(begin)

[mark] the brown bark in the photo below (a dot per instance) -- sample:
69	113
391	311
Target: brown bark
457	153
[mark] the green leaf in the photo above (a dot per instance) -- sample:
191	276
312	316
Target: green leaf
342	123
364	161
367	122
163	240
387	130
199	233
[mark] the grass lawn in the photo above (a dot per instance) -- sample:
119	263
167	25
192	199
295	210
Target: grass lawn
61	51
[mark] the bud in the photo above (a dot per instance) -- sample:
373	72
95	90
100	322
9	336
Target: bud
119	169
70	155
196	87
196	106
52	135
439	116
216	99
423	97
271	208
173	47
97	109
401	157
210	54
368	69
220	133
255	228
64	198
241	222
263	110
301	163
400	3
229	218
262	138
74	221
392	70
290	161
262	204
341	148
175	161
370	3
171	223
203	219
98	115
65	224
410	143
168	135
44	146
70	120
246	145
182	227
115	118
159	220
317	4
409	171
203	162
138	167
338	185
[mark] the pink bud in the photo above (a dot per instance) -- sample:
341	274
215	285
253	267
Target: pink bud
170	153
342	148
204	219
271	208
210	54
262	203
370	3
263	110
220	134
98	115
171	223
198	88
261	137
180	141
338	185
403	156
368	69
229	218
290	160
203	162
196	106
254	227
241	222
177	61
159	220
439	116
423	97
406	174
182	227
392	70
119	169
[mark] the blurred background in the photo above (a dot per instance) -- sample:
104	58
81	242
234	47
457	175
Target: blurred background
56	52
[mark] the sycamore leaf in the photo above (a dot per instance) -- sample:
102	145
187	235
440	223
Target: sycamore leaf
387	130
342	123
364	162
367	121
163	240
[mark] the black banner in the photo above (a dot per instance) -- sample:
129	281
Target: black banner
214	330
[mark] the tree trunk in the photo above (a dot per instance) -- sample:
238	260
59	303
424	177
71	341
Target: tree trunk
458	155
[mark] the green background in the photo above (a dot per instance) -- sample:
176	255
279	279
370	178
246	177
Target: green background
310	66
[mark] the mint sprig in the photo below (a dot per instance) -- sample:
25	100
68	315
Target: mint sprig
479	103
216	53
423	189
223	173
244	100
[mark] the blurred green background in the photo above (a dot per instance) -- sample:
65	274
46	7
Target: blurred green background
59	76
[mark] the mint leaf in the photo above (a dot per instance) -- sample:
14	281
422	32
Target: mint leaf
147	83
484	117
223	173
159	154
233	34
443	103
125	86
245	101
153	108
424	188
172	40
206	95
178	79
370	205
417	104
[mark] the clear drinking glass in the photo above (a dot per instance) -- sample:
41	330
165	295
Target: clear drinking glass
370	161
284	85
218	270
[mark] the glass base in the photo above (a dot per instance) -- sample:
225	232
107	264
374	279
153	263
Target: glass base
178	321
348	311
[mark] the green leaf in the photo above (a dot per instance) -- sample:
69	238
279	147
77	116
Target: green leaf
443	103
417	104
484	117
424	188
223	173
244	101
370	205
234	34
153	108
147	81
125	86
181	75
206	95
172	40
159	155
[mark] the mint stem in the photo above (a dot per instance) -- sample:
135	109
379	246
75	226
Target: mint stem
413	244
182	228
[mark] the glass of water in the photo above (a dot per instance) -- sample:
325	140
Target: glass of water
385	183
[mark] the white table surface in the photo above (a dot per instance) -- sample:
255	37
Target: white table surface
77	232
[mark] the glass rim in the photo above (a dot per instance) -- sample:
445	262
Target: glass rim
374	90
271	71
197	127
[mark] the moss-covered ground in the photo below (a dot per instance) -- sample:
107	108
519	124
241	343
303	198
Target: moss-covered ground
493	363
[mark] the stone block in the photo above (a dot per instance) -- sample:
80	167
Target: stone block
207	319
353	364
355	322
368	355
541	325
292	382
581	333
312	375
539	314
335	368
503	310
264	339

(end)

- GIVEN TASK -
Type out the whole listing above again, exactly as it stands.

- RESULT OF THE EXERCISE -
[mark] the brown bark in the photo below (a dot per instance) -- sample:
69	113
391	311
Target: brown bark
457	153
[mark] the green leaf in the photo above (a dot per instance) -- sample:
191	276
312	316
Target: green leaf
342	123
364	161
367	122
163	240
387	130
199	233
[mark] the grass lawn in the photo above (a dot per instance) -- sample:
119	263
167	25
192	199
295	210
Target: grass lawn
61	51
[mark] the bud in the photo above (a dot per instance) -- sample:
373	72
95	90
100	322
9	336
Target: bud
119	169
70	155
196	87
196	106
52	135
439	116
216	99
423	97
271	208
173	47
97	109
401	157
210	54
368	69
220	133
255	228
64	198
241	222
263	110
301	163
400	3
229	218
262	138
74	221
392	70
290	161
262	204
341	148
175	161
370	3
171	223
203	219
98	115
65	224
410	143
168	135
44	146
70	120
246	145
182	227
115	118
159	220
317	4
409	171
203	162
138	167
338	185
[mark] the pink bud in the photo above (a dot per instance) -- sample:
341	274
215	285
253	267
Target: pink bud
170	153
342	148
204	219
271	208
210	54
262	203
370	3
263	110
220	134
98	115
171	223
198	88
261	137
180	141
338	185
403	156
368	69
229	218
290	160
203	162
196	106
254	227
241	222
177	61
159	220
439	116
423	97
406	174
182	227
392	70
119	169
[mark] the blurred background in the photo above (a dot per instance) -- sample:
104	58
81	242
234	47
457	175
Target: blurred background
56	52
[mark] the sycamore leaf in the photo above (a dot per instance) -- sample:
102	145
187	235
440	223
Target: sycamore leaf
387	130
342	123
364	162
367	121
163	240
[mark] the black banner in the photo above (a dot per instance) -- sample:
129	281
Target: black banner
214	330
[mark] the tree trunk in the photo above (a dot per instance) -- sample:
238	260
59	303
424	177
71	341
Target: tree trunk
458	155
[mark] the green background in the photo above (a dot per instance) -- sample:
176	255
279	279
370	178
246	177
Target: green background
310	66
[mark] the mint sprig in the photo below (a dot per instance) -- sample:
25	100
68	315
Target: mint sprig
479	103
216	53
423	189
223	173
244	100
[mark] the blurred green background in the photo above (a dot per instance) -- sample:
65	274
46	7
Target: blurred green background
59	76
[mark] the mint leaf in the photo above (a dot per instance) -- sample:
14	281
422	32
Target: mint leaf
147	83
484	117
223	173
159	154
233	34
443	103
125	86
245	101
153	108
424	188
172	40
206	95
178	79
370	205
417	104
[mark] the clear drinking glass in the photo above (a dot per instance) -- sample:
41	330
165	295
Target: clear drinking glass
370	161
284	85
218	270
[mark] the glass base in the photo above (a dot per instance) -- sample:
225	232
107	264
374	279
153	263
Target: glass base
178	321
348	311
[mark] the green leaf in the photo above (a dot per instance) -- sample:
69	238
279	147
77	116
Target: green leaf
443	103
417	104
484	117
424	188
223	173
244	101
370	205
234	34
153	108
147	81
125	86
181	75
206	95
172	40
159	155
[mark] the mint stem in the photo above (a dot per instance) -- sample:
135	109
379	246
75	226
Target: mint stem
413	244
182	228
[mark] the glass of water in the photo above (a dot per instance) -- sample:
325	140
Target: glass of water
385	183
[mark] the white table surface in the photo above (a dot per instance) -- sample:
255	37
Target: white table surface
77	232
[mark] the glass rim in the photo above (a dot per instance) -- sample:
445	262
Target: glass rim
374	90
271	71
197	127
[mark] the moss-covered ground in the photo below (a dot per instance) -- sample:
107	108
519	124
241	343
303	198
Target: moss-covered ground
493	363
[mark] the stone block in the photo above (a dot per instance) -- sample:
80	167
Target: stone block
207	319
353	364
355	322
368	355
541	325
292	382
581	333
312	375
539	314
335	368
503	310
264	339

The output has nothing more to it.